#### [DIRECTIONS]
Return all records exactly. Nothing may be added.

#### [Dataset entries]
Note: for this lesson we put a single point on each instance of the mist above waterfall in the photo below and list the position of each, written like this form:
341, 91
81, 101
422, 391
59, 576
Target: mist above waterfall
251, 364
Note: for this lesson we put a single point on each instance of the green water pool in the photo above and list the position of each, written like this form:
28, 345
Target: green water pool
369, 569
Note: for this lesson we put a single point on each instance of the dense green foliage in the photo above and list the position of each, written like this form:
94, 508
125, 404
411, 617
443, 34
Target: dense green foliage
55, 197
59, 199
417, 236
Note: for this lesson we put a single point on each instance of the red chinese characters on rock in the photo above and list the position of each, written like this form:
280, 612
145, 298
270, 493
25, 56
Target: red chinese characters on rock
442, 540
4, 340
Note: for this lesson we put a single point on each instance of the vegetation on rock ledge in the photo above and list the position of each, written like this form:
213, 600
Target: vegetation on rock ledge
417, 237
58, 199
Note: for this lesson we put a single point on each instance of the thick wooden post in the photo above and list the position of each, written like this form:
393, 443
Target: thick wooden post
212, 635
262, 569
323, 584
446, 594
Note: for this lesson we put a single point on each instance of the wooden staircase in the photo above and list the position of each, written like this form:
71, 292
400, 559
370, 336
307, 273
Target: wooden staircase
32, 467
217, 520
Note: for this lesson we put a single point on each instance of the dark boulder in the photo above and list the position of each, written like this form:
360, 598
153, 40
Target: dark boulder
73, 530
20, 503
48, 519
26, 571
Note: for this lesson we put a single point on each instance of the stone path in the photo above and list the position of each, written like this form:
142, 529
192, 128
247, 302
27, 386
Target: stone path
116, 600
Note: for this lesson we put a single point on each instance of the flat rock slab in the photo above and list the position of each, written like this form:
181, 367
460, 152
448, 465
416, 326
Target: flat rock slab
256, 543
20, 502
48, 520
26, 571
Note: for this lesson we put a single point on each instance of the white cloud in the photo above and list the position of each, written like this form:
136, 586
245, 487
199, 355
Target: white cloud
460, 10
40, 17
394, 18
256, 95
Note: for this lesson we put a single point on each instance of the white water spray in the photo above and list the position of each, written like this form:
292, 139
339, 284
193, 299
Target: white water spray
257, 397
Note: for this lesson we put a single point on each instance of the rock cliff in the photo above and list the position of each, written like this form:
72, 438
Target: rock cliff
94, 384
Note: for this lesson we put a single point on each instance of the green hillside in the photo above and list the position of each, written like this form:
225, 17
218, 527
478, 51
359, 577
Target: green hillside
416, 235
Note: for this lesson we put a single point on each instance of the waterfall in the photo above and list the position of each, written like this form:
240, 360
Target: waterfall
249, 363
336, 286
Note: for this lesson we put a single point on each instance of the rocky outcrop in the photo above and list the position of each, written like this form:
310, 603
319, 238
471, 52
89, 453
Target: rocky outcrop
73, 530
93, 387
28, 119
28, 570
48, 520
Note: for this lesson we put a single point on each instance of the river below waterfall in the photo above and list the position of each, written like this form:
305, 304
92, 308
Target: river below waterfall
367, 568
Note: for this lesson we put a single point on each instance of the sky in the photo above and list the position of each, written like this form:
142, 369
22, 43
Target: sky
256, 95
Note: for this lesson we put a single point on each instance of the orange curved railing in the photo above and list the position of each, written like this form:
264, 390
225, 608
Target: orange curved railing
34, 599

#### [PROBLEM SOLUTION]
Note: for this lesson we put a single point on each instance of the mist above waterfall in the photo below and list the position of each, written like this form:
341, 91
81, 101
422, 391
59, 576
Target: mist above waterfall
251, 364
Note: for this lesson we put a single point on each instance of the green water pool in the photo above and list the position of each, written like this form:
28, 345
Target: green water pool
369, 569
Note: for this lesson we put a single point on each instance of the dense green foliage in the photo above and list the position of each, written like this form:
94, 508
125, 404
411, 617
443, 34
Target: dense green foliage
55, 197
59, 199
417, 236
Note: for this lesson we put a single point on each instance of the red chinese characters on rock in the photo above and list the position of each, written like this form:
280, 612
145, 298
270, 493
25, 56
Target: red chinese characters on rock
442, 540
4, 340
Note: for this lesson we put a single point on each instance of the vegetation on rock ledge in the photo above and list the position of each, written like this form:
213, 600
Target: vegetation on rock ledge
417, 237
58, 199
Note: for this lesson we put a single point on each instance of the thick wooden post in the photo above and list the position of each, written like this form:
393, 443
Target: thick wooden post
212, 635
262, 569
323, 584
446, 594
Note: for this lesson we put a single point on each instance of the wooden staircase in the photo above and list the position of each, written like this form:
71, 292
400, 559
370, 336
307, 273
Target: wooden staircase
32, 467
217, 520
Note: for this lesson we put a single point on each instance of the dark boulder in the photo above and list the position of each, written like this form:
360, 598
153, 40
Target: dark boulder
73, 530
20, 503
48, 519
26, 571
Note: for this lesson we put a single point on each instance of the stone path in the photo above and list the position of each, written like this form:
142, 529
192, 128
247, 302
27, 386
Target: stone path
116, 600
Note: for this lesson we put a single point on each instance of the flat rock slab in the photo above and list the position of each, written like this form:
181, 367
460, 152
448, 465
416, 326
Target: flat rock slab
256, 543
20, 502
48, 520
26, 571
Note: for this lesson we put a single point on each instance of the white cloud in the photo above and list the position of each, written like this form:
136, 586
245, 487
199, 355
Target: white cloud
460, 10
40, 17
394, 18
256, 95
Note: for this lesson we put a single point on each instance of the white water spray in the photo above and list the position of each, written like this form:
292, 139
339, 284
193, 299
Target: white water spray
257, 397
Note: for this lesson we put a single point on each instance of the rock cliff in the photo above and list the position of each, written like this form:
72, 438
Target: rock cliff
94, 384
Note: for this lesson we put a single point on each instance of the green hillside in the photo above and list the position of each, written like this form:
225, 17
218, 527
478, 51
359, 577
Target: green hillside
416, 235
Note: for this lesson we put a single point on each instance of the waterfall in the photo above and list the position of each, written like this form:
240, 360
Target: waterfall
249, 363
336, 286
Note: for this lesson we put a single point on each instance of the rocky outcrop in the photo above and list the position of each, written like this form:
310, 603
319, 238
471, 52
89, 453
Target: rocky outcrop
73, 530
93, 387
28, 119
28, 570
48, 520
Note: for this lesson we put a single point on each instance of the river below waterfall in the photo above and list the position of each, written like this form:
305, 304
92, 308
Target: river below waterfall
367, 568
Note: for this lesson we put a single point on each instance of the sky in the photo above and list the position of each, written like this form:
142, 369
22, 43
Target: sky
256, 95
Note: for this lesson we put a single point on each instance of the orange curved railing in the photo above and list the position of each, written like this form:
264, 390
225, 608
Target: orange curved railing
34, 599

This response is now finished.